Task item:
Your answer should hold exactly the lines from the one containing "in red shirt" through the end of the material, and no others.

Data records:
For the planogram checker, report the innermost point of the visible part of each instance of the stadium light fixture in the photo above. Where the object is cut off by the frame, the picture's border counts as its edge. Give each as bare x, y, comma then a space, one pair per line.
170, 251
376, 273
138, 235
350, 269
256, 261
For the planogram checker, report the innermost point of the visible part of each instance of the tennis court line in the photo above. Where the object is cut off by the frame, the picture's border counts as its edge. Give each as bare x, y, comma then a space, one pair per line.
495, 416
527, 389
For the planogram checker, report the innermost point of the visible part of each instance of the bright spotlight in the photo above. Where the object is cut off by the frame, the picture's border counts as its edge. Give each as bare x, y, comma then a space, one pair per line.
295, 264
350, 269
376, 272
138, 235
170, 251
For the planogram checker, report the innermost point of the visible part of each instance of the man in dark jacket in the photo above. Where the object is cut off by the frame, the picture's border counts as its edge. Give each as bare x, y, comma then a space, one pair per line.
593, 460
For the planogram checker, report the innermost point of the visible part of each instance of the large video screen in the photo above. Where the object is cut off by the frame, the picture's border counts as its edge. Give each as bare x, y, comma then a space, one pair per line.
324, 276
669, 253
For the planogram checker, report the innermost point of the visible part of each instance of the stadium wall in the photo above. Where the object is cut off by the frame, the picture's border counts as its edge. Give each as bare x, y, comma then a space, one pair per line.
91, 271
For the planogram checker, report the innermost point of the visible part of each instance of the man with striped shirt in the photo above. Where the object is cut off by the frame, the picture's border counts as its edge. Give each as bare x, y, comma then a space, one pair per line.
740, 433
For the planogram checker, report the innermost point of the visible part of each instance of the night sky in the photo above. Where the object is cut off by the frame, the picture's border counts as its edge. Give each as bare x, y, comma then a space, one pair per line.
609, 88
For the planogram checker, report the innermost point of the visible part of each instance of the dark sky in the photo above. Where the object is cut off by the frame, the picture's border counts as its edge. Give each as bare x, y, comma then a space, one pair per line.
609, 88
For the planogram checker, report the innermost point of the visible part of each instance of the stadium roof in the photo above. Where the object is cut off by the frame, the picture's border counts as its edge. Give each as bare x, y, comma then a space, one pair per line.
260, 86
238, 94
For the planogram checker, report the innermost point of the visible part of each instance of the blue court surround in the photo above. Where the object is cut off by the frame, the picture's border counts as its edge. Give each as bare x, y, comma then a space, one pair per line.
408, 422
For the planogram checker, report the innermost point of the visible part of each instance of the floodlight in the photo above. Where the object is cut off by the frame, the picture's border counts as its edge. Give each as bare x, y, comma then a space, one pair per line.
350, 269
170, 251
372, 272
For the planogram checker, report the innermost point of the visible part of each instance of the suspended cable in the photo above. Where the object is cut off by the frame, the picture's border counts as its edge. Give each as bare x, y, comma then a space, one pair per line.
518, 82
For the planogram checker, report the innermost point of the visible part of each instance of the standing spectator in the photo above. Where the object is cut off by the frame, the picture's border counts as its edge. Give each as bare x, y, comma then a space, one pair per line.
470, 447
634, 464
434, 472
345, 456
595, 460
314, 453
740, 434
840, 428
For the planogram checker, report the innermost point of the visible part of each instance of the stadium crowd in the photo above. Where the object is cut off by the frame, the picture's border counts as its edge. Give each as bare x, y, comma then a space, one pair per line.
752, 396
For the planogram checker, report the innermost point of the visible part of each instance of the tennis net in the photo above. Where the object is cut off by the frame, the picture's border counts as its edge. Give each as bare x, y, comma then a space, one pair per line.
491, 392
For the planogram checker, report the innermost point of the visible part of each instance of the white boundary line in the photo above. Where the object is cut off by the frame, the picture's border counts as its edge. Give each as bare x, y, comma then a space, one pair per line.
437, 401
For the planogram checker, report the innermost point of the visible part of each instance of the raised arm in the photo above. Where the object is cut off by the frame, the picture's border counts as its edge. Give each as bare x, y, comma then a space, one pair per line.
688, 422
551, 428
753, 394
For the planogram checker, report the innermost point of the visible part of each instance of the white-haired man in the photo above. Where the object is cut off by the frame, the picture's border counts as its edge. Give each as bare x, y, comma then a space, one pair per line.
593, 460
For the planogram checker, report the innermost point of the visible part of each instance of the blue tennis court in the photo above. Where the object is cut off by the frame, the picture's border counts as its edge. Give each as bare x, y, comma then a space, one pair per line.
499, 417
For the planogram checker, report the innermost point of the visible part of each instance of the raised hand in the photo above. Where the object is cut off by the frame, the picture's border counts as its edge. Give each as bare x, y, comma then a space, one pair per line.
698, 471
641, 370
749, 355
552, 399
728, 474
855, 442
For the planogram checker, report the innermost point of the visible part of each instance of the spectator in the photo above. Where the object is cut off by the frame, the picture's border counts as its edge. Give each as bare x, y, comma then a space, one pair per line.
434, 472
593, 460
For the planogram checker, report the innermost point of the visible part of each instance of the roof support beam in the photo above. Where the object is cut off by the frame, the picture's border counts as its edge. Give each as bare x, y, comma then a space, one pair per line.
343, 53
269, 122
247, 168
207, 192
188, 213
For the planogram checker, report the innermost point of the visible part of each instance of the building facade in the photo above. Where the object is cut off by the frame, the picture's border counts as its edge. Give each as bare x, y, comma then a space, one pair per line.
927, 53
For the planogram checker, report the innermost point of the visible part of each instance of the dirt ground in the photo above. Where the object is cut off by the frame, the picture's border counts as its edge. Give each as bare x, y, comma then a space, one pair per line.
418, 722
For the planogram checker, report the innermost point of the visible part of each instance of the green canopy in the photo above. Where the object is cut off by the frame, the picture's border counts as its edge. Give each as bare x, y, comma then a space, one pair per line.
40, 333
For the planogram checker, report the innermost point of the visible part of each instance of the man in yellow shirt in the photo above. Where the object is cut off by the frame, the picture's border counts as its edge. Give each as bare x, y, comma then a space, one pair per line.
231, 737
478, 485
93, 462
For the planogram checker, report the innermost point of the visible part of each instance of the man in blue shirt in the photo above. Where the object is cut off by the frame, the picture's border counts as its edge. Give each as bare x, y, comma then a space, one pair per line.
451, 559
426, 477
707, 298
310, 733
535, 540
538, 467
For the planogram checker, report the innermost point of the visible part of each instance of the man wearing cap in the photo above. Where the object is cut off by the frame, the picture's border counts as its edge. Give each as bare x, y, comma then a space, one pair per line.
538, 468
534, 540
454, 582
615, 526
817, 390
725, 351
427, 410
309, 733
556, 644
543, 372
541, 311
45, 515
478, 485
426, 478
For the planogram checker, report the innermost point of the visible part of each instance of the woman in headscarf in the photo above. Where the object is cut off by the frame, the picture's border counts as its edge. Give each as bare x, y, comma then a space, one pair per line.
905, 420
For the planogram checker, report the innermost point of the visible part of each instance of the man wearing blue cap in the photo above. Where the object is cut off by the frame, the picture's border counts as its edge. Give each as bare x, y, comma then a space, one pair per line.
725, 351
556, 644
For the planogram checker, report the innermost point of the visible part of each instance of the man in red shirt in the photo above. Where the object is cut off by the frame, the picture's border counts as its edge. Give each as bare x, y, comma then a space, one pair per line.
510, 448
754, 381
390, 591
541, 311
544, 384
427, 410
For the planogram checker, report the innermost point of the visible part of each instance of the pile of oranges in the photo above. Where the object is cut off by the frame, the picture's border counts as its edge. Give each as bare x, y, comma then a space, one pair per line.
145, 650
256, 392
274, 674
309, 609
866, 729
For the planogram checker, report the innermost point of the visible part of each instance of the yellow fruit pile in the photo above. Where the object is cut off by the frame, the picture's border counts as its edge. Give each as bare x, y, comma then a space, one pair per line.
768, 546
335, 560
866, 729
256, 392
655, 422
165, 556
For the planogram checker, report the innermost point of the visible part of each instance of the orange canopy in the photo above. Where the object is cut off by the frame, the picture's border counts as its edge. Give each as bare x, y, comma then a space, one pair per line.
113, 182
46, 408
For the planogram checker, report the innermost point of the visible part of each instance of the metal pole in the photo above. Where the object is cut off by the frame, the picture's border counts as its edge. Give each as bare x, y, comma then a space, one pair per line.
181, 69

Solution:
For the planogram checker, report the innermost point of the visible part of each instance of the man in red shirt in the photo above. Where the object is cut off by the frame, the picture's border counts as its edge. Give each as bare x, y, comma then a space, one pair per line.
510, 448
754, 381
390, 591
541, 311
544, 384
427, 410
For the planogram checker, report the innermost point of the visible part of each instance of the pile of oranges in the photo above. Where the object is cut off by the frame, the picture's border counts as its edge. Give each as bare x, y, comma then a space, one pair per line.
145, 650
256, 392
274, 674
309, 609
866, 729
For the planogram checker, report the innermost point of the visible part of each instance of the yellow fruit pile in the photo above. Where the object is cut off by the frame, the picture's border counts as its edge. Give each as bare x, y, comma then a space, one pair per line.
768, 546
335, 560
866, 729
256, 392
655, 422
165, 556
For the planogram checker, report the innermost point of the visible part of each instance of the orange canopy in the photo above. Where the object is cut off by the frame, the picture's border counts as its edge. Give each as bare x, y, comma then a space, one pair per line.
113, 182
46, 408
For the planogram checker, report the innermost point of the visible part of each instance of the metal pole in the photo above. Where the object is cut off by the frame, the picture's border counts as its edge. Give each as bare x, y, comma then a space, one pair per line.
181, 69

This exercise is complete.